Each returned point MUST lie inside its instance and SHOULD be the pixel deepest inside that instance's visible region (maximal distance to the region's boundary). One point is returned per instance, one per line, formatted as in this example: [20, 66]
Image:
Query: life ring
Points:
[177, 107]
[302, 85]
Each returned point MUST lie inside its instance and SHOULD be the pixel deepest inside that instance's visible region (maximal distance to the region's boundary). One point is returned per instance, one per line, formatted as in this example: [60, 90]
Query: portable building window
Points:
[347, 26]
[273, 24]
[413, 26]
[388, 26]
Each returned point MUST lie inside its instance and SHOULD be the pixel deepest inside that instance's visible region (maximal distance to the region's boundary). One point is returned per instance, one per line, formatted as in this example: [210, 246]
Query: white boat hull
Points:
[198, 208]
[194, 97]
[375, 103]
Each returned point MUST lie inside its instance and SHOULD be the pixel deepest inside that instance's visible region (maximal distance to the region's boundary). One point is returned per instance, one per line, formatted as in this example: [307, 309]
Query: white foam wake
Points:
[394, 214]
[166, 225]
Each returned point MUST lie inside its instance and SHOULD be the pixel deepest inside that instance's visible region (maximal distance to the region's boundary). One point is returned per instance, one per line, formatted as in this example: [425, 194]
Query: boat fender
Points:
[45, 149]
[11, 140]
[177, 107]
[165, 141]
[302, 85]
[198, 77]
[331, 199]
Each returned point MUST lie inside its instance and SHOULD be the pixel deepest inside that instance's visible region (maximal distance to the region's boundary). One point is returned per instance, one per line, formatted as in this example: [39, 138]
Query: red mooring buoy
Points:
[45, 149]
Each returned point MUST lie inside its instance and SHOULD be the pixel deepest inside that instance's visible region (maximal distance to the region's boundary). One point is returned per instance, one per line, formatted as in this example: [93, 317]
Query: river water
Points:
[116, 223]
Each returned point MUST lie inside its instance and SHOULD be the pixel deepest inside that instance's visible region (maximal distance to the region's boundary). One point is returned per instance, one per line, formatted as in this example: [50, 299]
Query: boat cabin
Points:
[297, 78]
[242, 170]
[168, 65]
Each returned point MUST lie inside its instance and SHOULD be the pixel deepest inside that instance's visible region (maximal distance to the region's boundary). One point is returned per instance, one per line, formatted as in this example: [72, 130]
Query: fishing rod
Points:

EXERCISE DESCRIPTION => Can you reproduce every entry above word for word, changing nothing?

RESULT =>
Each returned point MUST lie inside its instance and SHOULD be the pixel deepest inside that instance's visible region (maximal distance to the region's boundary). One point is returned per instance, one per line, formatted as in this example: [20, 66]
Image:
Query: life ring
Points:
[177, 107]
[302, 85]
Each returned point MUST lie inside its instance and SHOULD be the pixel deepest inside that instance's visible region (maximal distance to the region's boundary). One point is returned per instance, one per line, formatted as in this example: [60, 90]
Query: portable building window
Points:
[347, 26]
[273, 24]
[413, 26]
[388, 26]
Each returned point MUST lie inside its instance and SHOULD be the pixel deepest inside that instance's visible region (maximal distance to the region's boundary). One point is returned per instance, one per line, formatted as in this example: [210, 246]
Query: white boat hull
Points:
[198, 208]
[194, 97]
[375, 103]
Each returned point MUST lie inside its instance and SHOULD be the pixel deepest inside that instance's visible region (maximal distance to the region's boundary). One point is returned per instance, one per line, formatted as in this example: [307, 309]
Query: white foam wake
Points:
[394, 214]
[166, 225]
Each returned point MUST lie inside its instance and SHOULD be the pixel deepest inside that instance's visible region (maximal distance to the region's boundary). One point is returned per instance, one per line, formatted as in this example: [425, 194]
Query: boat fender
Points:
[45, 149]
[11, 140]
[177, 107]
[165, 141]
[302, 85]
[198, 77]
[331, 199]
Each returned point MUST lie inside its instance and SHOULD be the pixel deepest inside that instance's visible region (maximal distance to the region's boundary). One point is returned per instance, one per line, formatted as in this example: [39, 138]
Query: red mooring buoy
Points:
[45, 149]
Each returned point MUST lie inside its instance and SHOULD be the pixel deepest inside that instance's visible region (maximal distance to the region's boundary). One point is returned per instance, one per line, formatted as in this example: [93, 317]
Query: river water
Points:
[116, 223]
Each returned point MUST lie inside its instance and SHOULD be the pixel deepest inside that instance's visible region (maximal distance to the region's boundary). One point is returned per instance, one per line, formatted as in this example: [50, 299]
Query: boat cabin
Points:
[297, 78]
[242, 170]
[168, 65]
Each returned point MUST lie inside its instance and SHOULD be the pixel deepest inside that instance's visible region (maximal distance to the region's boundary). One point is returned per instance, one per line, formatted as in this example: [72, 130]
Query: fishing rod
Points:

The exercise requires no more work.